• _Objective_
Rewrite the lines from the one containing "If you could point to the bare" through the one containing "(1138, 621)", substituting "dot" for "marker" and changing nothing else.

------ Listed records

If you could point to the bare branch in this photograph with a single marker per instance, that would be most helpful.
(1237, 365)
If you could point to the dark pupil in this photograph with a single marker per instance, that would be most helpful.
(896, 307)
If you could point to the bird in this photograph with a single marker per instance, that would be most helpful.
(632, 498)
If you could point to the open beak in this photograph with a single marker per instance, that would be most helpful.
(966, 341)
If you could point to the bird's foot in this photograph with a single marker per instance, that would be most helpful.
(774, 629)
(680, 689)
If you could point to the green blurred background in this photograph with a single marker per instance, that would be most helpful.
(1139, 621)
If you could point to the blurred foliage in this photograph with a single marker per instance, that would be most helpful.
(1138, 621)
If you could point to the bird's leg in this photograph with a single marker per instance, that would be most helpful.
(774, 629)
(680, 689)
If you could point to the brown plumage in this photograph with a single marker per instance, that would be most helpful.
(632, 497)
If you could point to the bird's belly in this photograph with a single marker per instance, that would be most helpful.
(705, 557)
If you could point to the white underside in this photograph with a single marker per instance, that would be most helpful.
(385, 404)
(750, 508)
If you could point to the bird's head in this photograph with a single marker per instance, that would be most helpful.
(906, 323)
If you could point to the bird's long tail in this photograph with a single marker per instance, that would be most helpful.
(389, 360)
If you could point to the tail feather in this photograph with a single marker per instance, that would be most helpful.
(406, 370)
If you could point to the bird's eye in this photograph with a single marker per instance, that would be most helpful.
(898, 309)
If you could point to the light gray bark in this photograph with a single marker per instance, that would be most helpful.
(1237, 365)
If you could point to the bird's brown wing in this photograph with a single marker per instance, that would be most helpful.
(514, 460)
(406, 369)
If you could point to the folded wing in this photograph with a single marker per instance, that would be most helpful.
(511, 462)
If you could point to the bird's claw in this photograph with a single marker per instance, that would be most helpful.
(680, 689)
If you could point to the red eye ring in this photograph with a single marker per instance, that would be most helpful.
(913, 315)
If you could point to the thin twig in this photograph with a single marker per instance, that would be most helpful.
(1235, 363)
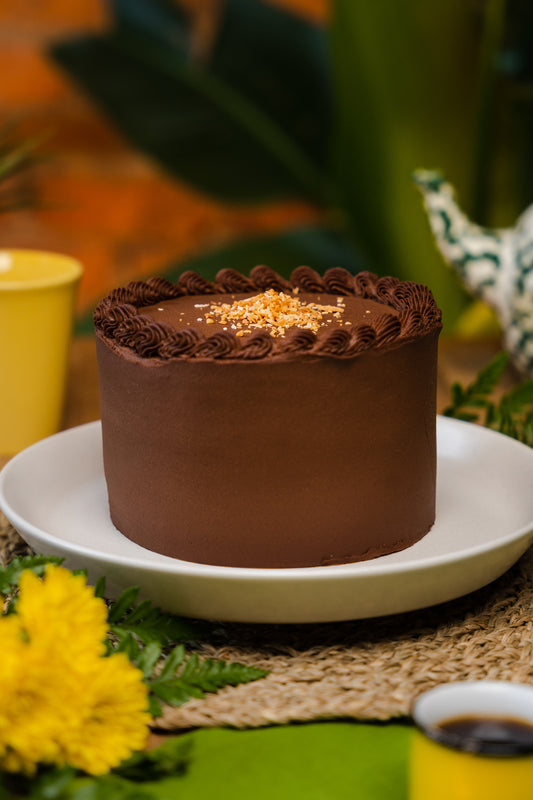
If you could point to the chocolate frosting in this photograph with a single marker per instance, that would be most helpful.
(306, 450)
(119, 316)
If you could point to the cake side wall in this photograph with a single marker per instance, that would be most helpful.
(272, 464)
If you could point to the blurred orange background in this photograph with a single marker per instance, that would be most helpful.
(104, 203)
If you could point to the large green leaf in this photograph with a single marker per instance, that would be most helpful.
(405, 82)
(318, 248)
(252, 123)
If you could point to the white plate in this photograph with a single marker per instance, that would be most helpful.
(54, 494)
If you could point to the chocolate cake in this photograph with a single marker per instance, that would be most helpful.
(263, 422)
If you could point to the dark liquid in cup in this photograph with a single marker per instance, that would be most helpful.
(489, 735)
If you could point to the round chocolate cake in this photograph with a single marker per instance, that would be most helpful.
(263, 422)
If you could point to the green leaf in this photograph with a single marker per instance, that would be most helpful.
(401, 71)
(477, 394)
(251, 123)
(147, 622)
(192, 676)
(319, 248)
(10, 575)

------------
------ Listed records

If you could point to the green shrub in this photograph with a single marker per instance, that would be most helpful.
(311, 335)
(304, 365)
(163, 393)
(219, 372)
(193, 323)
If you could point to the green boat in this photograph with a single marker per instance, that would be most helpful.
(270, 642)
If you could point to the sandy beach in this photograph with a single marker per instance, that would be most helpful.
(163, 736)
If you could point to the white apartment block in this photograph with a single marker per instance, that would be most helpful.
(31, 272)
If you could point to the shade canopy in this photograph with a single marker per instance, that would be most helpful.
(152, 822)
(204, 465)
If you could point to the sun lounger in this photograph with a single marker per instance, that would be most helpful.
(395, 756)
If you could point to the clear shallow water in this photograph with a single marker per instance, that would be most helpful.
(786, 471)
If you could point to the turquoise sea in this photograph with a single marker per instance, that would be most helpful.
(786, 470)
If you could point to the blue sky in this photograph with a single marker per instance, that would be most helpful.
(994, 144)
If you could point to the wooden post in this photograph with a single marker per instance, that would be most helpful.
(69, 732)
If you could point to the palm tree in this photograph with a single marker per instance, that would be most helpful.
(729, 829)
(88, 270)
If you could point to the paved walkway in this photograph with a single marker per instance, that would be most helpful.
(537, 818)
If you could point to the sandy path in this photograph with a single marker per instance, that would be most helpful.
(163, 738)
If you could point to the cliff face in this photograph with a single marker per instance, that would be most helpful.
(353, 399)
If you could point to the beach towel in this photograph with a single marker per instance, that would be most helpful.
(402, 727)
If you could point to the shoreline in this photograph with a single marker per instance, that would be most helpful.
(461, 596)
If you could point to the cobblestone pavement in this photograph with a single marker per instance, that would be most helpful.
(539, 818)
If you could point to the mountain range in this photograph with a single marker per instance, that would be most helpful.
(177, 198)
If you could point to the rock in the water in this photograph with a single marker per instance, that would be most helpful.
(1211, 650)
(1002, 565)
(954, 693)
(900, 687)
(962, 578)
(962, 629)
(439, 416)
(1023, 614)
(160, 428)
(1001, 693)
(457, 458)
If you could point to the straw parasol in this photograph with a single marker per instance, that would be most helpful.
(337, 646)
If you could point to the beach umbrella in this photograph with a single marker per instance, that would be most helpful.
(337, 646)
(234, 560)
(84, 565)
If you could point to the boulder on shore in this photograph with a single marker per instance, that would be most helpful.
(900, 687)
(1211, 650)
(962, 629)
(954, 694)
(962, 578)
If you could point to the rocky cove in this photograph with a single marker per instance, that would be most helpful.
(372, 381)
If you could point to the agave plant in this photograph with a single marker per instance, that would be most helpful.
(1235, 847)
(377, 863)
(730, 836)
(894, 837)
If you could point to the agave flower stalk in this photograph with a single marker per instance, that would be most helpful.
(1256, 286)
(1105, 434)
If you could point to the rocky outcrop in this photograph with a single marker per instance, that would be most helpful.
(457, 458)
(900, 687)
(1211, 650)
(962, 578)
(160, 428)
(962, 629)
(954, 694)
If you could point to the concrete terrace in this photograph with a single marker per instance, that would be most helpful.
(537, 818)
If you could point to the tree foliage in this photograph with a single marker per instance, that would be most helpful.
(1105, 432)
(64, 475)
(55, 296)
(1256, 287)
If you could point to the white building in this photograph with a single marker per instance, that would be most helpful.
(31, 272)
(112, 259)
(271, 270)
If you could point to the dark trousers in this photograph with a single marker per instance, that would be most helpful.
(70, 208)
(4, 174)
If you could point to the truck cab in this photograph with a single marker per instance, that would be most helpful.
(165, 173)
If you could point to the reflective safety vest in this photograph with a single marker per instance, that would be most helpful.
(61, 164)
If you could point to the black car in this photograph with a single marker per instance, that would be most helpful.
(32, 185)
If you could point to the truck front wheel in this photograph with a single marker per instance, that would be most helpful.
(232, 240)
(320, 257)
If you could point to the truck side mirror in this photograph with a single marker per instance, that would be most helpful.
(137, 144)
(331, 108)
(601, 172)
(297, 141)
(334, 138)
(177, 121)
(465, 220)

------------
------ Listed records

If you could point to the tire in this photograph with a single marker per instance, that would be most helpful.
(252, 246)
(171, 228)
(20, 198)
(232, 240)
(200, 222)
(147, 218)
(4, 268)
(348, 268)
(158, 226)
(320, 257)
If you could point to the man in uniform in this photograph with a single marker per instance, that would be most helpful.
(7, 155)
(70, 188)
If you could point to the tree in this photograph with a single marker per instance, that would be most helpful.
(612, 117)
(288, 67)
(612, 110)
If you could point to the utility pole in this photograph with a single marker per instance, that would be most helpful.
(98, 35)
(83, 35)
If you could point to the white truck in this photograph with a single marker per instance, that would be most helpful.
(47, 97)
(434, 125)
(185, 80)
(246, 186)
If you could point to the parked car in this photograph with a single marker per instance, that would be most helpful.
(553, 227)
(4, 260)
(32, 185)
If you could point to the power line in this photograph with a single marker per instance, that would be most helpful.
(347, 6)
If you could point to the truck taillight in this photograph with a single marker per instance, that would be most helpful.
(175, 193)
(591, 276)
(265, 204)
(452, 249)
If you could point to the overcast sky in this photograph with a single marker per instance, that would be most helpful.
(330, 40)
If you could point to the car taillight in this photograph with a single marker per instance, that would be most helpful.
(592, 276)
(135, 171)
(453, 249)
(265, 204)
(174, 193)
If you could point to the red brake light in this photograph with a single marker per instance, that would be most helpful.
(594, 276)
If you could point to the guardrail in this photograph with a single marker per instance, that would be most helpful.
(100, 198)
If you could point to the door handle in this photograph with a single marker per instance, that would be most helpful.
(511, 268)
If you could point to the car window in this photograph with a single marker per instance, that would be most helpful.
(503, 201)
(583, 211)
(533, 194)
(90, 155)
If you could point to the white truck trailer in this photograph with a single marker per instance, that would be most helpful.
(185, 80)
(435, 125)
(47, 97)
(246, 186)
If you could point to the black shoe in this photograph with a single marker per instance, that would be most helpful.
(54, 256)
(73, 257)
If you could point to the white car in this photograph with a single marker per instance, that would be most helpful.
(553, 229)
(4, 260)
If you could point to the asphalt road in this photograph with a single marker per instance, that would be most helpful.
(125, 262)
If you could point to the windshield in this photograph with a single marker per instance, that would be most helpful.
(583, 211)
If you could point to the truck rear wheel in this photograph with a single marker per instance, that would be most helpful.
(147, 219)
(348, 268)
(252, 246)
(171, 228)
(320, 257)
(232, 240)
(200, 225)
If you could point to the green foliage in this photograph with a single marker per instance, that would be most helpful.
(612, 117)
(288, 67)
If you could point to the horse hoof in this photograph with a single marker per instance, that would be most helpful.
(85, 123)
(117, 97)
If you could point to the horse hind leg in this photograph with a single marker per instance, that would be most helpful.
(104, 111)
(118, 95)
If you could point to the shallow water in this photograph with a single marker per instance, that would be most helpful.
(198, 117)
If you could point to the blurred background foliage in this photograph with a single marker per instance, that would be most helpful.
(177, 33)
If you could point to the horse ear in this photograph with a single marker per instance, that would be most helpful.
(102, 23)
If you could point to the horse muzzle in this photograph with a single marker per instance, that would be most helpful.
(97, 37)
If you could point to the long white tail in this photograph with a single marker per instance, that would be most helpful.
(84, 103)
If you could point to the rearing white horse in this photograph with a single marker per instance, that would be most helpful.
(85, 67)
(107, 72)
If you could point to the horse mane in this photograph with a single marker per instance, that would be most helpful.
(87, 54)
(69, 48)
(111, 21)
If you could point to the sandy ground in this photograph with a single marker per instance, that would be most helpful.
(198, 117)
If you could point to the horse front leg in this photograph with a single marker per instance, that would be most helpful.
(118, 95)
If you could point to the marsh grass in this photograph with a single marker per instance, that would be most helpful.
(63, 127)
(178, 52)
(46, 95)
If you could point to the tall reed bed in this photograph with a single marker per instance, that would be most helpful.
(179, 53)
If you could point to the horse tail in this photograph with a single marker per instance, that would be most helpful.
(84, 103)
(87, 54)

------------

• _Solution for this exercise_
If you could point to the bare branch in this photograph with a single dot per instance, that would be most helpful.
(1237, 365)
If you could point to the dark pupil in this photograph with a single dot per instance, that would be most helpful.
(896, 307)
If you could point to the bird in this photograph with a single dot per instance, that would be most helpful.
(632, 498)
If you could point to the open beak in this photograph with a single dot per instance, that would be most helpful.
(966, 341)
If you could point to the bird's foot in this photograph with a single dot per instance, that would be most helpful.
(774, 629)
(680, 689)
If you could point to the green blurred background in this photograph with a single dot per instance, that would be most helpful.
(1139, 621)
If you could point to the blurred foliage in this photograph with a single dot per instance, that would be most helpful.
(1138, 621)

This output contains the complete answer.